Goal:
Copy, without any change, the part of the rows that opens with the line containing "road in the photo above." and continues through the final row.

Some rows
_____
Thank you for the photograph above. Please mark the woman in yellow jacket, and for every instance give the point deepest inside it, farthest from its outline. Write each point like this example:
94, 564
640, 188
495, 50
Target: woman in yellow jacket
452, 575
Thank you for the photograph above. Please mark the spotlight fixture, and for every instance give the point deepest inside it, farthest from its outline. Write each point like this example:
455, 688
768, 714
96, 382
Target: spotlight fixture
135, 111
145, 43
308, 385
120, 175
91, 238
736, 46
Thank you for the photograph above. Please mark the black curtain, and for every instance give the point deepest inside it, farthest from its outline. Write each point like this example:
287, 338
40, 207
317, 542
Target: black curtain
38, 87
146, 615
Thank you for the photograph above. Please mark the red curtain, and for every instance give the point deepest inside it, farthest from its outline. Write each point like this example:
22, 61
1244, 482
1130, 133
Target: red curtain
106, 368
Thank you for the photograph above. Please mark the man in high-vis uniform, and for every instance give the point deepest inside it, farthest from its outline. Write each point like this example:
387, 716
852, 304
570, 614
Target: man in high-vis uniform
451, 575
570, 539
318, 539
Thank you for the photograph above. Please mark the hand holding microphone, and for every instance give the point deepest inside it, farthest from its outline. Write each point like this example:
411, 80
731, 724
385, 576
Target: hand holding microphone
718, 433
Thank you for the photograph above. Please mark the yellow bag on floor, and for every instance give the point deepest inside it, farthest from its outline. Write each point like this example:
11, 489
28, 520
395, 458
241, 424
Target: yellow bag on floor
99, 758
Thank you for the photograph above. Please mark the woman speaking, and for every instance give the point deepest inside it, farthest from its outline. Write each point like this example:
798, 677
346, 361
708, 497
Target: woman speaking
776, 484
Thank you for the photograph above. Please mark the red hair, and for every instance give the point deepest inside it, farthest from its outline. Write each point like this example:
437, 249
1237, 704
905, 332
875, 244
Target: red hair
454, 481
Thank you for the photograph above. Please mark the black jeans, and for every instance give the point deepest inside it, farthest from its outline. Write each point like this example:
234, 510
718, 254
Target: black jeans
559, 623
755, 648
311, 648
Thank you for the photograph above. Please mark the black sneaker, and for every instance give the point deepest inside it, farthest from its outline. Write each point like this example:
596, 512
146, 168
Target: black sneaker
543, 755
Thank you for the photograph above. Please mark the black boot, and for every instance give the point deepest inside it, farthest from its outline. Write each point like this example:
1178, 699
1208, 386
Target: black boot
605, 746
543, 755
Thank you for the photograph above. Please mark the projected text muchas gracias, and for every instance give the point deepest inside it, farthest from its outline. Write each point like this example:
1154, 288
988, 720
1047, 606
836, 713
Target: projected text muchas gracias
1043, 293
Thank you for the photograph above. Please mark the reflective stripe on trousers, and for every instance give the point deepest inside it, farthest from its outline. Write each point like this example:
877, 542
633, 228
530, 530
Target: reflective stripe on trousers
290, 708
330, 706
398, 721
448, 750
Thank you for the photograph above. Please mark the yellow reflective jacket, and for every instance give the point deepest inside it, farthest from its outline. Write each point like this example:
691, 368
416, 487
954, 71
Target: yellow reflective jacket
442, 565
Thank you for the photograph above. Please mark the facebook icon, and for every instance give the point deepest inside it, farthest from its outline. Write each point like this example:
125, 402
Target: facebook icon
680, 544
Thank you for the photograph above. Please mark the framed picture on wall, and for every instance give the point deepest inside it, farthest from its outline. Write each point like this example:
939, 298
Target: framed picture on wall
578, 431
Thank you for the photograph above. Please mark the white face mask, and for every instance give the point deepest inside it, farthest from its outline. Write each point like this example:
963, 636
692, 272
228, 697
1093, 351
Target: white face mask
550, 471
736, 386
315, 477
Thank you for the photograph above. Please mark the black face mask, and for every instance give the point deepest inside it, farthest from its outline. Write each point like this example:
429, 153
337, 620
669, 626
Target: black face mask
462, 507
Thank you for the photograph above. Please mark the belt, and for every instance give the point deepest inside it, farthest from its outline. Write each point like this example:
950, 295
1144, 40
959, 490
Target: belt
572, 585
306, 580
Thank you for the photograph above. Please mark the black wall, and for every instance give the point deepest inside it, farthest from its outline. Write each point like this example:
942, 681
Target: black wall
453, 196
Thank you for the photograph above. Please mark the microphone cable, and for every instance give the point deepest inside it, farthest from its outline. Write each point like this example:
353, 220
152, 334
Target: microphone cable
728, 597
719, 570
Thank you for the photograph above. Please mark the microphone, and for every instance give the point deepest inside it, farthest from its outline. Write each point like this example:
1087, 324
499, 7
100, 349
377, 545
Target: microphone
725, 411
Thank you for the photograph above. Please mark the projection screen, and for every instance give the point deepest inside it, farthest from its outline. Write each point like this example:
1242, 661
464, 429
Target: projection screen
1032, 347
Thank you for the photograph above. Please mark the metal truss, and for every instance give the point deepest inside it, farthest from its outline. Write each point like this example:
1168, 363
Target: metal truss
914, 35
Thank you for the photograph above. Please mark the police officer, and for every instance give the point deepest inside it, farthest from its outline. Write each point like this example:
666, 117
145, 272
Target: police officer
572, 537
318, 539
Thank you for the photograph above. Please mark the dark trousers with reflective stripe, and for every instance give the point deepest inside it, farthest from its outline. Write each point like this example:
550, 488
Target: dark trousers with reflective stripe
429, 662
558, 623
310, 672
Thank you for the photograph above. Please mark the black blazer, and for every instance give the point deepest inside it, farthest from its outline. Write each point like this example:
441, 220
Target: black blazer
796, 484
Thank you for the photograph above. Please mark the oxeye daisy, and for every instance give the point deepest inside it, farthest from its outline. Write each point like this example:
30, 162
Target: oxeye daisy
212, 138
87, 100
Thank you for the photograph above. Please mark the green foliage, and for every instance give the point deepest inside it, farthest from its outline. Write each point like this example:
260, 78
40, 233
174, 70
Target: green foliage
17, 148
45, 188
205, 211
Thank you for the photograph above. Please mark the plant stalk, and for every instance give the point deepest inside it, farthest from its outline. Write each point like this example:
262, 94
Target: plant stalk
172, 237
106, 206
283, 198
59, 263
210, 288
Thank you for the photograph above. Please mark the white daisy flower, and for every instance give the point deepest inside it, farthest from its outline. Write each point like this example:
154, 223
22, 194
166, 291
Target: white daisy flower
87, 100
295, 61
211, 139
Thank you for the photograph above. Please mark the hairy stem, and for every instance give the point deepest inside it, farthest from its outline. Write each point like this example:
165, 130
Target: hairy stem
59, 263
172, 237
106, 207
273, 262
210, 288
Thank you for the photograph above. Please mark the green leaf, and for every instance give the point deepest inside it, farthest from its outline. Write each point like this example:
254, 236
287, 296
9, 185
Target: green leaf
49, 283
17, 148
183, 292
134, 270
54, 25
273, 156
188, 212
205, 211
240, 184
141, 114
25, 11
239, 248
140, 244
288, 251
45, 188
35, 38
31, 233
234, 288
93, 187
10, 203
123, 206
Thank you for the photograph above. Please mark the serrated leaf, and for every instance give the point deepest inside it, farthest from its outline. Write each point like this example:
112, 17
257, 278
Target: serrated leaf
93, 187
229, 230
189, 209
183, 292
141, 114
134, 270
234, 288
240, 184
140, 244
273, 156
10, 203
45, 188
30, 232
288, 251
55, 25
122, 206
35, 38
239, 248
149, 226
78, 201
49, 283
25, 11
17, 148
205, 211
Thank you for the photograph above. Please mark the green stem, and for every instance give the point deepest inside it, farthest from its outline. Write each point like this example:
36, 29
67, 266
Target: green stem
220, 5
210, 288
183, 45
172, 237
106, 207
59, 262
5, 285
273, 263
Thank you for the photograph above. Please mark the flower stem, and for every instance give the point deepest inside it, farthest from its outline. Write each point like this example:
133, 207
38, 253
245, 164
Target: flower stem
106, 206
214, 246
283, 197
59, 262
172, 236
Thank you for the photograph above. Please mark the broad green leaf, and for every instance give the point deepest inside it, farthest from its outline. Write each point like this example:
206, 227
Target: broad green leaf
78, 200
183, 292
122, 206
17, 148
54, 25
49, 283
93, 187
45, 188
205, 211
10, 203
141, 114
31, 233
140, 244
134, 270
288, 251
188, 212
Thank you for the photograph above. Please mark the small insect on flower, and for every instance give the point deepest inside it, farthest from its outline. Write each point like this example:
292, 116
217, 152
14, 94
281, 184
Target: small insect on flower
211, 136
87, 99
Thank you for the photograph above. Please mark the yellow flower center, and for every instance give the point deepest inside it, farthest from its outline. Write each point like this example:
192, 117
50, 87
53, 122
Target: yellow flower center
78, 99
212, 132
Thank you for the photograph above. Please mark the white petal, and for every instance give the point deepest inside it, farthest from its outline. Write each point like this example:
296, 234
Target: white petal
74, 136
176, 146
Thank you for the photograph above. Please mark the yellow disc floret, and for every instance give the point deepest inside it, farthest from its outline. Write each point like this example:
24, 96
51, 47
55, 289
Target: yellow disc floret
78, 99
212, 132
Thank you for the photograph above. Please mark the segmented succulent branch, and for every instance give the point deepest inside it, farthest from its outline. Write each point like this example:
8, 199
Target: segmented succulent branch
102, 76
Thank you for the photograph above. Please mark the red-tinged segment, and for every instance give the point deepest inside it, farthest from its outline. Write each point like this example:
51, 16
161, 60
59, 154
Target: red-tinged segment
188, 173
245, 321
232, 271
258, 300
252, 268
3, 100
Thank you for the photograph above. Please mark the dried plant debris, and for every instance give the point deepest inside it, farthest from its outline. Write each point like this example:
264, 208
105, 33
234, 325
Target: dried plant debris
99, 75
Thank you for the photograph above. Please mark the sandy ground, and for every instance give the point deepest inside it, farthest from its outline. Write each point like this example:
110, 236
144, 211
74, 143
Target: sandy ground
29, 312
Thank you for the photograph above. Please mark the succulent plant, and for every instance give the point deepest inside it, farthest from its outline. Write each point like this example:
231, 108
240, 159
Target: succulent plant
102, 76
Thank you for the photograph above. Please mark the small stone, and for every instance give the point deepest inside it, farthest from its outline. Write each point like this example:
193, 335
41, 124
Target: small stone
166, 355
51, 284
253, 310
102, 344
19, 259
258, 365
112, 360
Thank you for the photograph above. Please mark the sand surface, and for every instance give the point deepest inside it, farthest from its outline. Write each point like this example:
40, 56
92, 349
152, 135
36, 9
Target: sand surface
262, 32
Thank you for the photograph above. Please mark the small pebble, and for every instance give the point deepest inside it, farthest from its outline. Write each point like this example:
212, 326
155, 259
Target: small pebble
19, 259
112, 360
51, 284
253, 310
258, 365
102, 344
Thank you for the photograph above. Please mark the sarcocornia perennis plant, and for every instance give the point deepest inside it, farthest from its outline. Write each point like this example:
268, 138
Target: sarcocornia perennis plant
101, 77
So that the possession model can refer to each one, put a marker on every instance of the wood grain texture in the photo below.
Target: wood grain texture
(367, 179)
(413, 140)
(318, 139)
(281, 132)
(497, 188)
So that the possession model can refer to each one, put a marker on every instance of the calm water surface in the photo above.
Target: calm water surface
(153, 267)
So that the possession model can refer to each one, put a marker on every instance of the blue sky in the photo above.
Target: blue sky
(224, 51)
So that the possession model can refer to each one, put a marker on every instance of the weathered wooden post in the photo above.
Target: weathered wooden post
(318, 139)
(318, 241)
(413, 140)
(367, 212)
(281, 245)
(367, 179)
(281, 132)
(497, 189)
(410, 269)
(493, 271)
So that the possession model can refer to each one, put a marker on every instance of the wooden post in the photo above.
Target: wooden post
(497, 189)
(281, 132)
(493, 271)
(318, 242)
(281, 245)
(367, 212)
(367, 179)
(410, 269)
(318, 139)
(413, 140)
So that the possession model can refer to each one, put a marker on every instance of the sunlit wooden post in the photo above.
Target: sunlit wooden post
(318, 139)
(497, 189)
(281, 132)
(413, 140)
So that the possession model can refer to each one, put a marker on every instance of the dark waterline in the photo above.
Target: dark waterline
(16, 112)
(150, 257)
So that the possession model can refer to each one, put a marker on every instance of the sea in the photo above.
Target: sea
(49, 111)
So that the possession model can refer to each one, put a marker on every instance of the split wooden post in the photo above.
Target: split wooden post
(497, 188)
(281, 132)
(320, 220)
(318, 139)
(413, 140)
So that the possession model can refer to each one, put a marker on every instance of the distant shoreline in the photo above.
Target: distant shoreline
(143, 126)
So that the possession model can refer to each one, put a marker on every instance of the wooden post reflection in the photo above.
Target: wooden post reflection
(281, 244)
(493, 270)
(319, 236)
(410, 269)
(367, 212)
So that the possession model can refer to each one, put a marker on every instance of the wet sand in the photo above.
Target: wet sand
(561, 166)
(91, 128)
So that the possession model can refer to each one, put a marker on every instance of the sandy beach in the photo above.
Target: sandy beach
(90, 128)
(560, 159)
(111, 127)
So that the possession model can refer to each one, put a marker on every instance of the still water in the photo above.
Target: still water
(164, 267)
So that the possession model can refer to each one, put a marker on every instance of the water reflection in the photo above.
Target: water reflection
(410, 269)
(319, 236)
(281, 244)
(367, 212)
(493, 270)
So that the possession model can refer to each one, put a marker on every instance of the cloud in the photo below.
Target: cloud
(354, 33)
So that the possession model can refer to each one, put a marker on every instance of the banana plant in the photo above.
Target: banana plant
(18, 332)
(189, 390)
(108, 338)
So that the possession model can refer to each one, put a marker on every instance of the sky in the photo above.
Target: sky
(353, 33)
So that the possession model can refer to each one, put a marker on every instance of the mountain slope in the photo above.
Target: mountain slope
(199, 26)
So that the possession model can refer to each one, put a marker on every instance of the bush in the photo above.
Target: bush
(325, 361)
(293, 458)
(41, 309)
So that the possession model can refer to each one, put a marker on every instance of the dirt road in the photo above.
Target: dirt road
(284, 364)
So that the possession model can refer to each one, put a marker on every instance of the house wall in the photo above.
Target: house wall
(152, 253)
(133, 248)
_____
Task answer:
So that the possession model can refer to each one, put a marker on every instance of the dirt road in the photo above.
Target: dirt road
(284, 364)
So that the possession model can refer to each one, put a marker on every instance of the house wall in the photo above.
Target: house wall
(152, 253)
(133, 248)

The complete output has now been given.